Janis Hetherington – Part 12: "Major Ronald"


Major Ron (in tweed jacket) with Janis

Janis Hetherington was the first UK woman in an openly same-sex couple to be artificially inseminated. In this, the 12th part of her exclusive autobiographical series for Biscuit, Janis remembers her friend Major Ronald Ferguson…

Now before you jump to the wrong conclusion and think I’m down to my last serf grinding my special reserve Jamaican Blue Mountain coffee to its perfect granular texture this is NOT a kiss and tell.

There were never any tongue sandwiches but the telling is in sharing exclusively with my Biscotti readers the wonderful truth about Ronald “the good egg”. This does not mean I shall not be exploring our naughtybutnice fun and games, but a decent chap he certainly was. So stuff that up your orifices, all his detractors.

Those who know me in my other guise as the Countess will now be doubly confused by the title my dear friend Ronald bestowed on me… “NANNY”.

Now do not get carried away with your fantasies. It was never that he envisaged me changing nappies or forcing sago puds down his gullet: the simple fact is he considered me a lickle smidgeon of a bully. Those who have graced my presence may well concur that I can be slightly bossy – even a tad shouty – however he loathed the nickname “Countess” having been on fairly intimate terms with many of that real regal bearing… And, as he would say, “would not piss on them in the street if they were alight, Nanny dearest”.

So how has this story telling come about dear-hearts? How indeedy.

There I was staring at a blank page thinking wot can I do for the Biscotties this week that will lift their spirits and take them to orgasmic level three, when blow me if I wasn’t pushed to rifle through my delicate drawers to defend myself over accusations of war mongering. Up popped pics of Ronald in all the various exploits we were involved in since 1990 until he sadly popped his clogs in 2003. No, you heard it right,  “war” …not “whore”, the latter of which I have always owned up to with both legs waving in the air.

You may recall my last article vaguely touched on the horrors of what is happening in the Middle East, especially to the gay ladyes who Ronald knew so well. HOWZAT???? (Ronald was also a cricket fanatic with his own training facilities at his lovely home in Happy Hampshire). Major Ronald ??? He who the media enjoyed crucifying for regularly committing the eighth deadly Sin..THOU SHALT NOT GET FOUND OUT what was he doing straying from a Massage Parlour and what’s it got to with the BI in Biscuit? You may enquire.

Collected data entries
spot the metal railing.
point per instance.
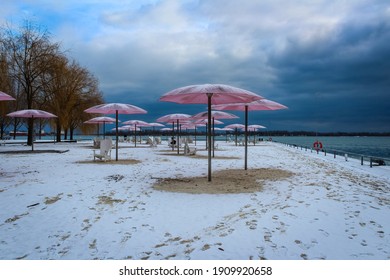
(371, 160)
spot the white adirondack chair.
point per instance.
(105, 150)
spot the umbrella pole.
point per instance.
(116, 134)
(135, 135)
(178, 133)
(195, 135)
(173, 135)
(32, 140)
(213, 137)
(246, 137)
(209, 95)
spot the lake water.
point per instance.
(367, 146)
(353, 145)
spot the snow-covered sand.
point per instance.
(64, 206)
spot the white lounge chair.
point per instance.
(105, 150)
(189, 151)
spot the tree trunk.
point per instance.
(58, 132)
(30, 132)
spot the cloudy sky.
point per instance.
(327, 60)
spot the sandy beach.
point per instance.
(290, 204)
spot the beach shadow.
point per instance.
(229, 181)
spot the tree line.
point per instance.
(39, 75)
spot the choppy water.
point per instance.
(366, 146)
(363, 145)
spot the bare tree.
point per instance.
(29, 53)
(68, 89)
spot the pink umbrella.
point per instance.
(172, 118)
(32, 113)
(115, 108)
(235, 126)
(136, 123)
(254, 127)
(99, 120)
(5, 97)
(263, 104)
(215, 115)
(209, 94)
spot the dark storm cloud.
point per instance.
(328, 61)
(342, 80)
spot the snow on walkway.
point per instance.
(56, 206)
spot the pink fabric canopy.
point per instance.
(209, 94)
(31, 113)
(5, 97)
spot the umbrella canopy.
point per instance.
(99, 120)
(5, 97)
(205, 121)
(115, 108)
(235, 125)
(255, 126)
(156, 124)
(103, 120)
(173, 117)
(258, 105)
(217, 115)
(32, 113)
(209, 94)
(128, 127)
(137, 123)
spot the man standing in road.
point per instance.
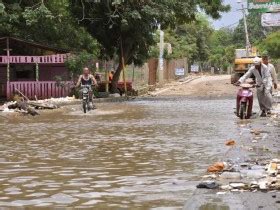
(271, 69)
(87, 79)
(263, 83)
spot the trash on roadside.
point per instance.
(230, 142)
(263, 184)
(272, 169)
(207, 185)
(221, 193)
(257, 132)
(217, 167)
(237, 185)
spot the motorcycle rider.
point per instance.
(263, 82)
(87, 79)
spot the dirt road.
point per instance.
(203, 86)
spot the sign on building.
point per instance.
(271, 19)
(180, 72)
(195, 68)
(264, 5)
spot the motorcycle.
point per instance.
(86, 89)
(244, 101)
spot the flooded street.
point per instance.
(144, 154)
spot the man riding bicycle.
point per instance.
(87, 79)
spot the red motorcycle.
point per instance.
(244, 101)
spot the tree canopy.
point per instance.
(128, 26)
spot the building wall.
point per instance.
(3, 80)
(48, 72)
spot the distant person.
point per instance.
(87, 79)
(272, 70)
(111, 75)
(263, 82)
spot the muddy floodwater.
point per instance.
(142, 154)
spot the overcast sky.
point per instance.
(231, 17)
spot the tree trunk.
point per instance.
(126, 52)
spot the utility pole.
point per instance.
(248, 45)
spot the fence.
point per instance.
(59, 58)
(42, 90)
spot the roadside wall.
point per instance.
(169, 69)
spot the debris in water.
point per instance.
(217, 167)
(230, 142)
(207, 185)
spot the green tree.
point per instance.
(127, 27)
(190, 40)
(256, 31)
(272, 45)
(222, 48)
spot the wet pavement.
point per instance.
(142, 154)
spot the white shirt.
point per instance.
(263, 80)
(272, 70)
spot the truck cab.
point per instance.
(242, 63)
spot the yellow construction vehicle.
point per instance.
(242, 63)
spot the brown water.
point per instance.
(140, 155)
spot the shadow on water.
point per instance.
(148, 153)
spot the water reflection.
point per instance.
(147, 154)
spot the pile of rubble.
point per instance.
(243, 177)
(26, 106)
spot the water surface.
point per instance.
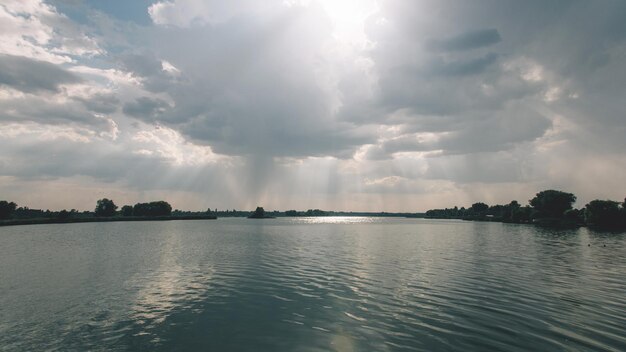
(311, 284)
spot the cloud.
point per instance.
(426, 103)
(29, 76)
(467, 41)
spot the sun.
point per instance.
(348, 16)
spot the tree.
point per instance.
(64, 214)
(603, 213)
(105, 207)
(158, 208)
(479, 209)
(521, 214)
(552, 204)
(127, 210)
(7, 209)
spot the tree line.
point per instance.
(549, 207)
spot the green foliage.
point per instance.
(552, 204)
(479, 208)
(127, 210)
(64, 214)
(105, 207)
(603, 213)
(259, 212)
(158, 208)
(521, 214)
(575, 216)
(315, 212)
(7, 209)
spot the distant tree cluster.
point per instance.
(105, 207)
(7, 209)
(310, 212)
(547, 207)
(158, 208)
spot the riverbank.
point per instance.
(40, 221)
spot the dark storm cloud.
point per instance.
(250, 86)
(30, 76)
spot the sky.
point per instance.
(364, 105)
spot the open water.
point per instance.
(311, 284)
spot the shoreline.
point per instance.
(44, 221)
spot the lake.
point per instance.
(311, 284)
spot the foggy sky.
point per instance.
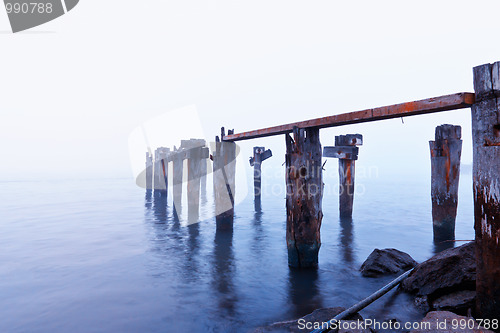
(73, 90)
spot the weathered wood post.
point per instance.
(195, 153)
(486, 185)
(224, 164)
(149, 171)
(304, 187)
(346, 151)
(177, 158)
(260, 154)
(445, 171)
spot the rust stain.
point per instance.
(430, 105)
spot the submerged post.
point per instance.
(224, 164)
(260, 154)
(346, 151)
(486, 185)
(445, 171)
(304, 192)
(195, 154)
(177, 158)
(149, 171)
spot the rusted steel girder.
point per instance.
(429, 105)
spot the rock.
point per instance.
(422, 303)
(322, 315)
(458, 302)
(449, 271)
(445, 321)
(387, 261)
(352, 326)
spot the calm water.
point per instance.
(101, 256)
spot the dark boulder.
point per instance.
(387, 261)
(449, 271)
(322, 315)
(458, 302)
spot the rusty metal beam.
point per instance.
(429, 105)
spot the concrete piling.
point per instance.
(149, 171)
(161, 170)
(196, 152)
(224, 168)
(346, 151)
(260, 154)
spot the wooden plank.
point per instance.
(304, 186)
(486, 175)
(445, 172)
(429, 105)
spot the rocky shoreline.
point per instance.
(443, 287)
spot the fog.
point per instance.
(73, 91)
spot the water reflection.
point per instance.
(257, 204)
(223, 271)
(147, 199)
(440, 246)
(346, 239)
(303, 291)
(259, 234)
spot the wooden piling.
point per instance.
(486, 185)
(445, 171)
(149, 171)
(346, 151)
(224, 168)
(304, 194)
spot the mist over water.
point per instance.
(105, 256)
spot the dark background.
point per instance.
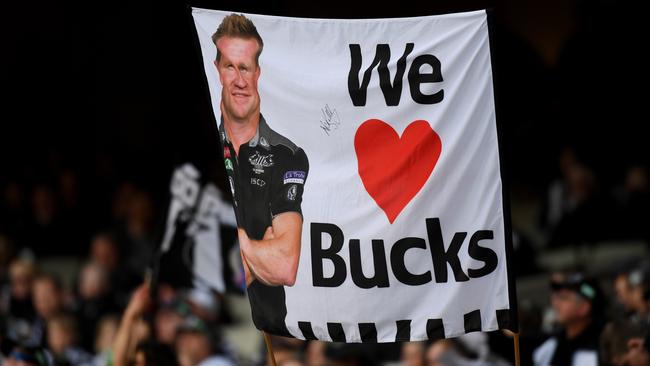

Task requirements:
1) Decide whether each statement agrees with the article, answering yes or no and quoting the words of the article that settle it: (a) Ronald gave Janis the nickname "Nanny"; (b) Ronald was fond of the nickname "Countess"; (c) the pictures Janis found span exploits from 1990 until 2003.
2) Show every line of the listing that contains the string "shadow".
The article and the listing are independent of each other.

Outputs in order:
1)
(a) Yes: "the title my dear friend Ronald bestowed on me… “NANNY”"
(b) No: "he loathed the nickname “Countess”"
(c) Yes: "all the various exploits we were involved in since 1990 until he sadly popped his clogs in 2003"

2)
spot the beach shadow.
spot the shadow on water.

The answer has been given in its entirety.